_READING TEXT_.
BEGIN
Because they don't know. The issue of radar coverage is rather complex:

Civilian ATC is used to monitor and control civilian airspace. It uses two types of radars - Primary Surveillance Radar (PSR) and Secondary Surveillance Radar (SSR). The first is a physical 'echo' from any object within range (as already discussed, that is typically 60NM), the second is essentially a two-way radio communication between two computers using an interrogation - response protocol. Most of the world (except the deep ocean regions and some very remote land areas) are covered by SSR, but PSR is typically based at major airports to cover the surrounding airspace. The information from both sources are displayed on ATC radar screens, and in an area with dual coverage an aircraft with no transponder signal will show up as an unidentified blip on the screen. However in areas with only SSR, aircraft with no transponder signal will not show up.

When MH370 'disappeared from radar', the transponder signal was lost. But that does not immediately equate to anything happening with the aircraft, it just means that there is no transponder response. This is why Malaysian ATC tried for another hour to contact the aircraft, and only when it should have been visible to Vietnamese PSR did they raise the alarm that something was amiss.
END
_WRITTEN INSTRUCTION 1_.
According to the radar coverage text, what is the typical range of Primary Surveillance Radar?
_WRITTEN INSTRUCTION 2_.
In the entries, replace "photograph" with "image" in the stretch from the line containing "Please mark the woman in" through the end of the entries, changing nothing else.
The entries that follow are unrelated to the radar coverage text.

_LISTING_.
BEGIN
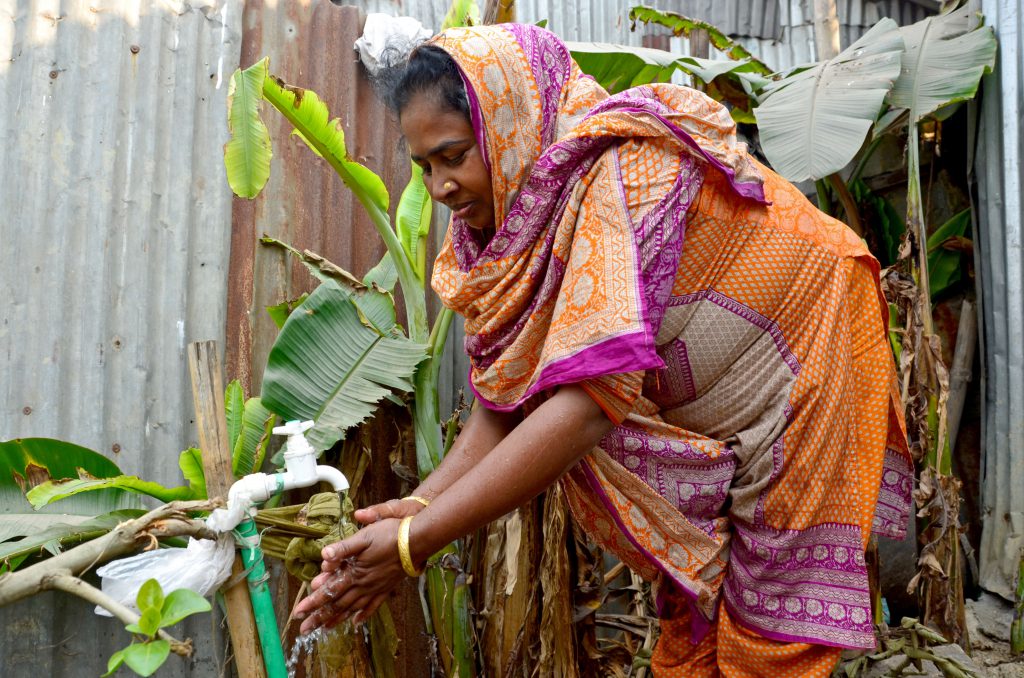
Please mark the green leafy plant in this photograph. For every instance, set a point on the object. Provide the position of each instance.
(341, 350)
(147, 651)
(29, 463)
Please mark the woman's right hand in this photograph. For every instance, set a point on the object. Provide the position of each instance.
(395, 508)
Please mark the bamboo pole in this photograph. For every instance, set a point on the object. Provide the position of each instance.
(208, 395)
(825, 29)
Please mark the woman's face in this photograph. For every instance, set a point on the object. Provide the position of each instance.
(442, 142)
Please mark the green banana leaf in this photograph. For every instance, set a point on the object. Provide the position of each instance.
(26, 463)
(413, 220)
(331, 366)
(235, 405)
(620, 67)
(383, 276)
(250, 448)
(462, 12)
(247, 155)
(887, 222)
(57, 536)
(813, 123)
(944, 61)
(680, 25)
(54, 491)
(280, 312)
(617, 68)
(310, 118)
(945, 265)
(189, 461)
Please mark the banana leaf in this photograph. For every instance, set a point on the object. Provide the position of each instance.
(680, 25)
(814, 122)
(235, 405)
(413, 220)
(247, 155)
(330, 366)
(945, 265)
(250, 448)
(189, 461)
(944, 61)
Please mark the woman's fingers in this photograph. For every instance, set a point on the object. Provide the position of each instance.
(368, 610)
(346, 548)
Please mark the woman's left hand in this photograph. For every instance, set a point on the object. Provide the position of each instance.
(357, 575)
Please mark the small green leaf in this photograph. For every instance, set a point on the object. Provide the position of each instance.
(383, 276)
(462, 12)
(113, 664)
(680, 26)
(151, 596)
(280, 312)
(235, 400)
(190, 463)
(57, 490)
(181, 603)
(311, 119)
(944, 266)
(413, 219)
(257, 426)
(147, 625)
(144, 659)
(247, 155)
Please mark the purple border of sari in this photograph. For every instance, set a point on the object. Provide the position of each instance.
(699, 624)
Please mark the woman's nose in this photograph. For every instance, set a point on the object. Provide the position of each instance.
(441, 187)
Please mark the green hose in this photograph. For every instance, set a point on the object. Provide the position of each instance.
(266, 621)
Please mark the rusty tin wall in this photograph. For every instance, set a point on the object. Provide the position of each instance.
(114, 229)
(1000, 264)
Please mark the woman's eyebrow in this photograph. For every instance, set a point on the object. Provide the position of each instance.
(443, 145)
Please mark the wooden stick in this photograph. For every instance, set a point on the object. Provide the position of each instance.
(208, 394)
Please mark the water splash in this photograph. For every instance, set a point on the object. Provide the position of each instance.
(303, 646)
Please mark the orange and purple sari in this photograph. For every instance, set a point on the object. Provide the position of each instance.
(734, 334)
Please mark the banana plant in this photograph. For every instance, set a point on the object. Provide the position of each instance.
(341, 351)
(946, 55)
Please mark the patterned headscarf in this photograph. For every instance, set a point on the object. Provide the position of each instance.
(568, 288)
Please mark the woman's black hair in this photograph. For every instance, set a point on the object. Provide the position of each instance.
(430, 71)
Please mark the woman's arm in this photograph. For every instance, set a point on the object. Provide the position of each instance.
(549, 442)
(536, 454)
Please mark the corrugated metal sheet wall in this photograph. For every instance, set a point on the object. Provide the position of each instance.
(115, 227)
(1000, 262)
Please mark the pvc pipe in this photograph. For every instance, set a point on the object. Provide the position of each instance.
(259, 593)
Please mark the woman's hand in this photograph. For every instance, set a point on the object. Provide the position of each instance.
(358, 574)
(395, 508)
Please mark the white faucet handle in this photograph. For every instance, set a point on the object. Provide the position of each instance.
(294, 427)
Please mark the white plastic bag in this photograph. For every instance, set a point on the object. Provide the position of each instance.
(385, 33)
(202, 566)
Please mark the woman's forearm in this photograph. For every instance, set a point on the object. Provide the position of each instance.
(535, 455)
(481, 433)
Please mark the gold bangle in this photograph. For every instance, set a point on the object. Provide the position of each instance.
(403, 555)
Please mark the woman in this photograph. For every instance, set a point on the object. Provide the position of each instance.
(719, 412)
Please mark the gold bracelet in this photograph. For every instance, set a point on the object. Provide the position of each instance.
(403, 555)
END
_TASK RESULT 1_.
Typically 60NM.

_TASK RESULT 2_.
Please mark the woman in this image. For every instance, set a point on the object. Provide the position of each instance.
(719, 412)
Please mark the gold bracelet in this image. For every instance, set a point on the object. Provide the position of each instance.
(403, 555)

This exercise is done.